This website is sorted alphabetically by manufacture so you can possibly date bottles by glass-maker marks:
https://www.glassbottlemarks.com/bottlemarks/

This site will tell you many soft-drink, mineral water, and alcohol bottle shapes; it also has a section on different tops:
http://www.sodasandbeers.com/SABBottleShapes.htm

*ACL *= Applied Coloured Label. They start in the 1930s in milk bottles. They became popular for soft-drinks in the late 1930s and continue to this day. Some call them painted labels, but they're actually baked on. Each colour is baked on separately like a decal. Many milk collectors call these *pyros*, as the original term was '*pyroglaze*'. 

*ABM *= Automatic Bottle Machine. These come out in the early 1900s. Here is one in action:




To determine if a bottle is made by an ABM, you look at the *seams *(lines going up the bottle suggesting the connection of mould and *plates *(interchangeable 'plates' which are engraved to produce glass lettering on bottles). 
If the seams continue all the way to the top of the bottle, or if any seams are present on the lip, or if a seam is present as a perfect ring just below the lip, the bottle is fully ABM-made except in the case of milks and perhaps some jars, where the mouth is finished by other means. Tooled tops to be explained shortly. 
Usually there are only 2 seams (opposite sides of bottles. But you can get more than that. Here is a 3-part mould seam.

A hand-tooled (*tooled*) bottle takes any bottle blown into a mould (*BIM*) by a gaffer (*blower*) and uses what almost looks like calipers and a compass drawing tool combined to finish off the mouth. This usually happens in a '*shop*' of 3 or 4 men and boys to make one bottle.

· · · ·

### What to produce
Translate this sentence from the excerpt on old bottles into Spanish: "Each colour is baked on separately like a decal." The records that come next are from a separate source.

· · · ·

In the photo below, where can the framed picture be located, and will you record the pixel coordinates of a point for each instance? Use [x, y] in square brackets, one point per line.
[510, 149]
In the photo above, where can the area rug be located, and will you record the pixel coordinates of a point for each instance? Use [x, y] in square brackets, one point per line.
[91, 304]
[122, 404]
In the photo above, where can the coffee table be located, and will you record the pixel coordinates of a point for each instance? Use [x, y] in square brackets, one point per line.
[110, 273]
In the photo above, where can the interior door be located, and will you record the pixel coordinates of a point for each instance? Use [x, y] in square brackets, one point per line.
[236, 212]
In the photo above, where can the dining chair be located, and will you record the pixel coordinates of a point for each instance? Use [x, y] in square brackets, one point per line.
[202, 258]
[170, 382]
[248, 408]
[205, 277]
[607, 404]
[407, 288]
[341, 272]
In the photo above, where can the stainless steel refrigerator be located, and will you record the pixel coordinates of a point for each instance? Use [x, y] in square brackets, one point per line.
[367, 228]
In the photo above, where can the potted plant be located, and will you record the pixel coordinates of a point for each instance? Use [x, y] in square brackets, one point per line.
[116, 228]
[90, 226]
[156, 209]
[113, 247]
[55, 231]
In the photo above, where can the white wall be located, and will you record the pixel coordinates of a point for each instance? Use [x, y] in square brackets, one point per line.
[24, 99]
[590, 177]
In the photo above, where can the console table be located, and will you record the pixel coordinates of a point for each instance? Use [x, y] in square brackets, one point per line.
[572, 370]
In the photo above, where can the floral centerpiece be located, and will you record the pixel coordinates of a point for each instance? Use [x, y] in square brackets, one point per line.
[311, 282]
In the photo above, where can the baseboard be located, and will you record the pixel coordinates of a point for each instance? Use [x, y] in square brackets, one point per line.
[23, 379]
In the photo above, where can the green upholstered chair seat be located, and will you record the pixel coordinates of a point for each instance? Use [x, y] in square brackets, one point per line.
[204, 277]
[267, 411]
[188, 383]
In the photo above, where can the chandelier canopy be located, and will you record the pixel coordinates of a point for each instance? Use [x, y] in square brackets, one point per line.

· · · ·

### Output
Cada color se hornea por separado, como una calcomanía.